> _Texto de leitura_
A cientista política Camila Rocha alerta que o bolsonarismo não depende do ex-presidente para manter-se em evidência e mobilizado. E os extremistas seguem organizados no Congresso. “A gente tem que fazer com que os extremistas não possam respirar mais porque o absurdo é que a extrema-direita foi normalizada e a gente tem que  ‘desnormalizar’ agora”, aponta

A derrota do senador Rogério Marinho (PL-RN) para o cargo de presidente do Senado foi fundamental para a democracia brasileira, avalia a cientista política e pesquisadora Camila Rocha. O resultado faz com que políticos identificados com o que pode ser chamado de “bolsonarismo raiz” não estejam mais ocupando nenhum cargo de liderança nos poderes da República. É uma mudança que enfraquece muito a estratégia desse grupo político que controlou o debate público nos últimos quatro anos.

Mas, na avaliação da mestra e doutora em ciência política, apesar do enfraquecimento, a derrota não significa o fim da extrema-direita. Nem mesmo a saída de Jair Bolsonaro da cena política deve representar o fim dessa facção. A pesquisadora do Cebrap, que estuda a direita no Brasil desde 2004, aponta que o movimento não se limita ao ex-presidente e nem mesmo ao clã. Existem outros líderes que podem ser alçados ao lugar dele.

Desta forma, nem mesmo a prisão dos golpistas pode ser capaz de diminuir as ações que atentam contra a democracia. Em alguns casos, as prisões podem até gerar efeito contrário, aponta. Na perspectiva da pesquisadora, é fundamental que a extrema-direita seja isolada, fique sem espaço no debate público até que, com o tempo, acabe morrendo, sufocada por inanição. Leia, a seguir, trechos da entrevista à Focus Brasil:

Focus Brasil — O que ocorreu após os ataques do dia 8 de janeiro, as prisões e tudo o mais, é possível dizer que isso representa uma derrota para a extrema-direita? Porque aquilo parece ser o ápice do movimento e aparentemente deu errado.

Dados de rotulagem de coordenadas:

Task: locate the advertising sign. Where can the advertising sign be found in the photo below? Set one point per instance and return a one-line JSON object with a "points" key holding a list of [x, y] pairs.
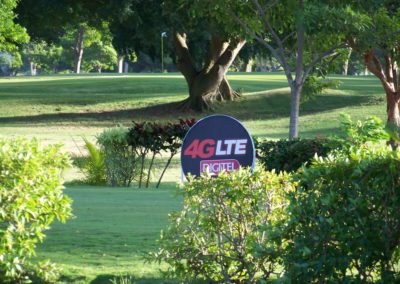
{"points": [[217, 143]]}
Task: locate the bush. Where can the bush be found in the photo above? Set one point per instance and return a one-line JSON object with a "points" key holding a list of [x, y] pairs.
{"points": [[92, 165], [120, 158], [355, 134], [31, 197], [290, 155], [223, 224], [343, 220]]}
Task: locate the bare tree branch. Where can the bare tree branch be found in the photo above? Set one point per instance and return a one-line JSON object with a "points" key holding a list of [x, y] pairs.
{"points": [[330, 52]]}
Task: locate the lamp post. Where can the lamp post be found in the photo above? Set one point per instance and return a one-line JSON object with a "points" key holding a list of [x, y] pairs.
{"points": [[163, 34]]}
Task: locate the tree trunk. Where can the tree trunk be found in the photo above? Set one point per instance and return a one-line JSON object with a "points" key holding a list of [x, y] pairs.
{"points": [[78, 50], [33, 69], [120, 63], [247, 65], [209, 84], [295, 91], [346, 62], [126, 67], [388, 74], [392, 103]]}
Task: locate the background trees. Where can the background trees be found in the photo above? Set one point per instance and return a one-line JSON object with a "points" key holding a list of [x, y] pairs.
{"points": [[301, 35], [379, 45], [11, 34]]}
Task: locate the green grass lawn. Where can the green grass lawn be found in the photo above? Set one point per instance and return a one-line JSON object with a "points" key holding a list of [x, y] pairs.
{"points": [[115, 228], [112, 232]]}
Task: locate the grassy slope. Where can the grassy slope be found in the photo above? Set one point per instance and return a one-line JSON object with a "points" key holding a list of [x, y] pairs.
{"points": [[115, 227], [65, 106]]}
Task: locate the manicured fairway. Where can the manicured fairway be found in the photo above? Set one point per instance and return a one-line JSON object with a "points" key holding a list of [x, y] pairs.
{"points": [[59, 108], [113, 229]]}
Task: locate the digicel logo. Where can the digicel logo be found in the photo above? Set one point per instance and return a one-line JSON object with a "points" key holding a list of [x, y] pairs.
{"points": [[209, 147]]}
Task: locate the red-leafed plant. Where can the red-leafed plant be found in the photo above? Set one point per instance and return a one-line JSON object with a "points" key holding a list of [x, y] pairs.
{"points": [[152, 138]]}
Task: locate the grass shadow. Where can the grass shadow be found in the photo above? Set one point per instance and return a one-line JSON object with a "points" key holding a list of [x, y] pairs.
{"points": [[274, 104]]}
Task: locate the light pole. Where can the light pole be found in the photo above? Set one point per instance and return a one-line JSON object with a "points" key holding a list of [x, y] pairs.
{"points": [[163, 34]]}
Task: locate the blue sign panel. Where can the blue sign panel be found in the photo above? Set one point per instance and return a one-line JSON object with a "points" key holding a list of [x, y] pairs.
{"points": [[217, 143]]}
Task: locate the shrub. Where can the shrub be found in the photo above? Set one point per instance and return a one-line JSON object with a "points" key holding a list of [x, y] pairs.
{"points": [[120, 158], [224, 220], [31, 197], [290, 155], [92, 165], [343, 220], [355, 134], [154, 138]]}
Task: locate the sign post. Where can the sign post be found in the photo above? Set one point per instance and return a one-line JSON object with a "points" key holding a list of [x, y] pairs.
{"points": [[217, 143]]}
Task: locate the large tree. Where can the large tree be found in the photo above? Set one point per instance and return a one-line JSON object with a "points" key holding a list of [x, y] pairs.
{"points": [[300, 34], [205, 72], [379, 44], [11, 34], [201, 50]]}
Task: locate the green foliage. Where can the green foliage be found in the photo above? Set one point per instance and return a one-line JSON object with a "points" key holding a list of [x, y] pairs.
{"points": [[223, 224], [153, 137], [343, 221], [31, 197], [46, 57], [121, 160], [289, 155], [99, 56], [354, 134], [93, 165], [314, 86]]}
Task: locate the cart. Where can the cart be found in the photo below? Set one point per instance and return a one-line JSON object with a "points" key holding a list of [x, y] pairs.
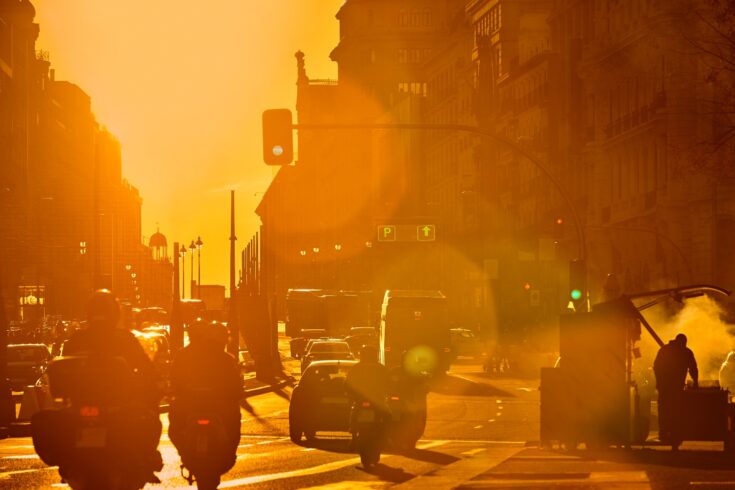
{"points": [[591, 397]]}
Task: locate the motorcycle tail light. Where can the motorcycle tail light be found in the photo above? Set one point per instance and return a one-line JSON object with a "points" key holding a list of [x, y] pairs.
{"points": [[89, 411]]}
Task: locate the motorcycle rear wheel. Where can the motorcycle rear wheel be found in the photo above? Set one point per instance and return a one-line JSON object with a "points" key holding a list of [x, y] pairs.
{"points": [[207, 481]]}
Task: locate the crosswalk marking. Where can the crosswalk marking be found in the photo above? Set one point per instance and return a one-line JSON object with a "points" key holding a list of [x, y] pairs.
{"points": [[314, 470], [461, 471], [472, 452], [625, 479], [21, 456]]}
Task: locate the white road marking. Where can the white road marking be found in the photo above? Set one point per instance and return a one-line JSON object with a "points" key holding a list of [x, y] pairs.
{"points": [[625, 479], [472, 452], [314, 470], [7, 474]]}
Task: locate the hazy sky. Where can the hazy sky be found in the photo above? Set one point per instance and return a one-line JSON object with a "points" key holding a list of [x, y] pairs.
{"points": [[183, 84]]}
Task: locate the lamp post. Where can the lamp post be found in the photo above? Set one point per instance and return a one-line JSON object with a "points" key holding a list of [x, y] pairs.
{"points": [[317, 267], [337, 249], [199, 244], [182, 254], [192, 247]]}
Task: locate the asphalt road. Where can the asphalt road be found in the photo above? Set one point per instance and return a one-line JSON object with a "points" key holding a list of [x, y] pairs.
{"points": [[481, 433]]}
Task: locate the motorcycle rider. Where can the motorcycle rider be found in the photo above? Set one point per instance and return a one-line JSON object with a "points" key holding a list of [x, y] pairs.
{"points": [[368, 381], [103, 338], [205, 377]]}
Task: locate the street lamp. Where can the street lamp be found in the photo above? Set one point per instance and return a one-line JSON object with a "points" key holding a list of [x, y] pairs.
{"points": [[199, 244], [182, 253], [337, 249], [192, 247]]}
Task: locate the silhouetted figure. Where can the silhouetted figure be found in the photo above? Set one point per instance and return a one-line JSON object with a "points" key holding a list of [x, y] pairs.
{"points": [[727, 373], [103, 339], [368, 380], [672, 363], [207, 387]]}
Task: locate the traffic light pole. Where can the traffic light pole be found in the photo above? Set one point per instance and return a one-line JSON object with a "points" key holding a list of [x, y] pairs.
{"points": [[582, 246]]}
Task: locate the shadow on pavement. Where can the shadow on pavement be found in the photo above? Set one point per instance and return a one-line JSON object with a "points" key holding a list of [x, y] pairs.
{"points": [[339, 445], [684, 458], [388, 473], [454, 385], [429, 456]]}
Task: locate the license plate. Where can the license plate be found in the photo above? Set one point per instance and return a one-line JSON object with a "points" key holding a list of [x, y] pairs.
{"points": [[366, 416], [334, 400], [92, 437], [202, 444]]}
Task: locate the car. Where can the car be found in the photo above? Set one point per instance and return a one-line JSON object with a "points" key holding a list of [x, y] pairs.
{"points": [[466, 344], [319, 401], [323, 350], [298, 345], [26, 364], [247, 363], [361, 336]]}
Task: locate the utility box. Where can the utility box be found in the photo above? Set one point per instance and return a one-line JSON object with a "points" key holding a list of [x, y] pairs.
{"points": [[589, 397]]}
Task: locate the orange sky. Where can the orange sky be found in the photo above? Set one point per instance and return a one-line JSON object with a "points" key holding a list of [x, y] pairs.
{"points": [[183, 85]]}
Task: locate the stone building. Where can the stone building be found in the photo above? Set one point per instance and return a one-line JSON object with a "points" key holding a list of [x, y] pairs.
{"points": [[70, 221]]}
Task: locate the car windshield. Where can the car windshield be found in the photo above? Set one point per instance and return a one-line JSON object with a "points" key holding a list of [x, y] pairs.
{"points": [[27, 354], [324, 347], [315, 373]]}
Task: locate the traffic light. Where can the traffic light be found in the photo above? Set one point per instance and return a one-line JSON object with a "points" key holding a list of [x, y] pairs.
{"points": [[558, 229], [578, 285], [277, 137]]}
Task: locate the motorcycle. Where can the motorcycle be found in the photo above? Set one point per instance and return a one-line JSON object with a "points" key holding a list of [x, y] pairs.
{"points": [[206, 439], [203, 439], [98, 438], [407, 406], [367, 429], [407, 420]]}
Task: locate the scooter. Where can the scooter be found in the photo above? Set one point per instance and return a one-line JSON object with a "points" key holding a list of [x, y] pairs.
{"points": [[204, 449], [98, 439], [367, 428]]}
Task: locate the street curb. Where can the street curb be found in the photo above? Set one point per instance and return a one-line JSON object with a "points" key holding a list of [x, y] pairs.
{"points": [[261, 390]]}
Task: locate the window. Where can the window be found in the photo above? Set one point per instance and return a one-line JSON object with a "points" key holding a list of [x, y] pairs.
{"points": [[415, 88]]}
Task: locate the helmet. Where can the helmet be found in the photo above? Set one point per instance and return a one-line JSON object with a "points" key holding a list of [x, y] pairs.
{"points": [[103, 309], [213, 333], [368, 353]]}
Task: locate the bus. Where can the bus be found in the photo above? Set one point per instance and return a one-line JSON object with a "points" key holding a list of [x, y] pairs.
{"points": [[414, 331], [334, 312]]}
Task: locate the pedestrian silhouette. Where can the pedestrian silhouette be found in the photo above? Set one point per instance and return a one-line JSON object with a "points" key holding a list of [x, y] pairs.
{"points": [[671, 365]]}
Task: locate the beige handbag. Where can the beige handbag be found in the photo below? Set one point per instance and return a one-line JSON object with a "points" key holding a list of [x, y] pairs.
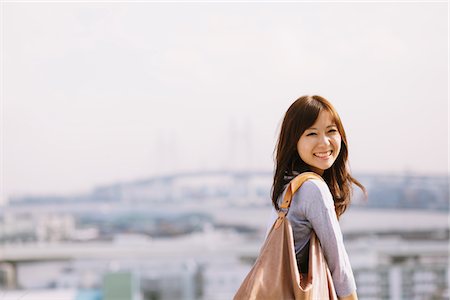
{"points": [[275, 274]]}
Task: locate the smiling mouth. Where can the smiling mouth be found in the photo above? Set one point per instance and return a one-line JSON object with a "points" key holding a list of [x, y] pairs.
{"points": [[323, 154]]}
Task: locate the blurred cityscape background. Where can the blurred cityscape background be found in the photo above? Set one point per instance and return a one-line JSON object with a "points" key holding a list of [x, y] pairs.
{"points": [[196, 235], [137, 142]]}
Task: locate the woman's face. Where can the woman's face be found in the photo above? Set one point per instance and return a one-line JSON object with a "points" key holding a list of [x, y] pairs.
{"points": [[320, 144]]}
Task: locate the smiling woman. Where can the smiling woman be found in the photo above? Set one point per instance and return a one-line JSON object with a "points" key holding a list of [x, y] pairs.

> _Requisitos da tarefa_
Como você resumiria em duas frases o texto sobre o bolsonarismo? Os itens constituem um material à parte do texto sobre o bolsonarismo.

> _Resposta_
Para a cientista política Camila Rocha, a derrota de Rogério Marinho na disputa pela presidência do Senado foi fundamental para a democracia brasileira e enfraquece o chamado bolsonarismo raiz, que deixou de ocupar cargos de liderança nos poderes da República. Ela alerta, porém, que isso não significa o fim da extrema-direita, que não depende de Bolsonaro, e defende que esse grupo seja isolado e fique sem espaço no debate público.